* begin GIVEN TEXT *

The touring Club de France.

The advent of the Touring Club de France in the early 1890s strengthened the position of members (men and women) of cycling clubs more interested in leisure riding of all kinds, and gradually helped to make female cycling more acceptable. Cycling clubs were a key driver of the rise of sports in late nineteenth-century France: as cycling developed initially as a leisure and sporting activity that interested the leisured and moneyed classes, aristocratic and bourgeois clubs were set up, which helped to anchor the pastime socially, as well as contributing to the development of rules and regulations. The developing passion for cycling – frequently referred to at the time as “vélomanie” – and the requirement for sports clubs to be legally set up and approved by the authorities meant that cycling clubs led the way in developing models of organizing such associations. Progressively, the direct regulatory function of clubs over their members and sporting activities was taken over by regional and national federations, and as cycling democratized, clubs became progressively less socially restrictive and more numerous.

"L'entree de Georde de Berdon"

Le Véloce Club

The years from 1867 until the end of the 1880s essentially represent a period during which cycling as a social sporting activity undertaken in company with others was invented. The first French cycling clubs were set up in 1868, when a total of five clubs vélocipédiques were created. The oldest club is deemed to be the Véloce-club de Valence, which sought official approval for its activities in March 1868, closely followed by the Véloce-club de Paris, the Société des vélocipèdes du Tarn, the Parisian Société pratique du vélocipède and the Cercle des vélocipédistes de Carpentras. These five pioneer clubs were followed in 1869 by another 13 whose founding can be dated with reasonable certainty, such as the Véloce-club rouennais and the Véloce-club rennais, but in the early months of 1870, before the disruption to society caused by the Franco-Prussian war, only three clubs seem to have been set up. The war and defeat, the Commune and the change of regime dealt a severe blow to the development of cycling clubs during the 1870s, so much so that although 1868–70 had seen the creation of about 40 clubs in the period 1871–79 only six clubs were founded. Furthermore, the most favorable location, theoretically, for the early founding of a véloce-club would be a major urban centre possessing cycle shops, not distant from other towns or cities interested in cycling, open to new ideas by virtue of history or trade, and possessing a British expatriate community. 

Le Veloce Club Montalbanais in 1883

L’Union Vélocipédique de France

New clubs began to flourish again during the early 1880s when some 52 clubs appear to have been in operational existence, and enthusiasm for club cycling continued to grow in the later part of the decade, allowing the first Union Vélocipédique de France (UVF) register of clubs to record 70 adherents. Including with the UVF statistics all the other clubs that must have existed, by the late 1880s France could boast at least a hundred cycling clubs.

* end GIVEN TEXT *
* begin RECORDS *

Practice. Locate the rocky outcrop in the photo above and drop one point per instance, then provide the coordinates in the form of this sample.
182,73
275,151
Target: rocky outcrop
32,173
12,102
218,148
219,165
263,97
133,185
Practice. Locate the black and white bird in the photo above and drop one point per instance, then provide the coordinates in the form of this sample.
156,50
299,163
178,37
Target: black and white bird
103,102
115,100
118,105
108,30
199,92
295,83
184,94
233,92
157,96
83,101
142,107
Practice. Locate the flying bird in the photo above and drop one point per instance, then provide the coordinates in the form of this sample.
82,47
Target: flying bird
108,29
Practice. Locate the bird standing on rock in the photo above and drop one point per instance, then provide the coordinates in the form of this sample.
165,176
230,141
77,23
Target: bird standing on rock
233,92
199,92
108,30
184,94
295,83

* end RECORDS *

▸ **WORK TO DO**
**1)** Copy the entries word for word, starting with the line that contains "Practice. Locate the bird" and going on through the last line of the entries.
**2)** Extend the piece on early French cycling clubs, picking up right after its final sentence.

▸ **RESULTS IN ORDER**
**1)**
Practice. Locate the bird standing on rock in the photo above and drop one point per instance, then provide the coordinates in the form of this sample.
165,176
230,141
77,23
Target: bird standing on rock
233,92
199,92
108,30
184,94
295,83

**2)**
‘Une sociabilité sportive une, fraternelle et égalitaire’ 

Véloce-club bordelaise, 1878

An interesting example of the creation and running of an early cycling club is the Véloce-club bordelais (VCB), founded in Bordeaux in 1878. Although the lifetime of the club was short (1878–92), in its 1880s hey-day it contributed much to the definition of French cycling overall. The club was officially authorized by arrêté préfectoral on 13 December 1878, and – among other achievements – its crowning glory was the creation of the Bordeaux–Paris race, first organized in 1891 and widely recognized today as marking the invention of modern cycle competition. Bordeaux in the latter part of the nineteenth century was a typically ‘open’ port city in terms of cultural influences and the national and social make-up of its population. It was just such cities, with their ‘élite de la bourgeoisie commerçante, le négoce des grands ports’, that were the home of new practices and trends in la vie mondaine. Particularly in this early period, however, it is perhaps fair to say that those who chose to ride bicycles were by definition passionate about the new sport and technology and were therefore more likely than not to be members of a véloce-club. Some categories of cyclist were also, of course, generally excluded from joining clubs, such as those below the age of 18 or women.

The club in nineteenth-century France was an interesting intermediary body between the state and the individual citizen. By bringing together individuals of like passions – political, cultural, or indeed sporting – in associations regulated both by the municipal authorities, the Interior Ministry and their own statutes and regulations, circles and clubs were deemed by the Republican state to exercise a role of democratic education through the creation of social networks based on shared communities of interest and shared rights and responsibilities. Clubs and associations were seen by government as useful in the civic and communal education of citizens: the young Third Republic was keen to encourage interactions between individuals that created bonds and that, moreover, through the working through of club meetings, rules, procedures, elections, admissions and exclusions, provided a school for understanding Republican democracy. Approval of sporting clubs was thus always considered a positive decision, as they combined the civic and democratic education of citizens with another pressing concern of government in the years following France's defeat in the Franco-Prussian war: the need for healthy, athletic citoyens-soldats capable of helping French armies eventually reconquer the lost territories of Alsace and Lorraine.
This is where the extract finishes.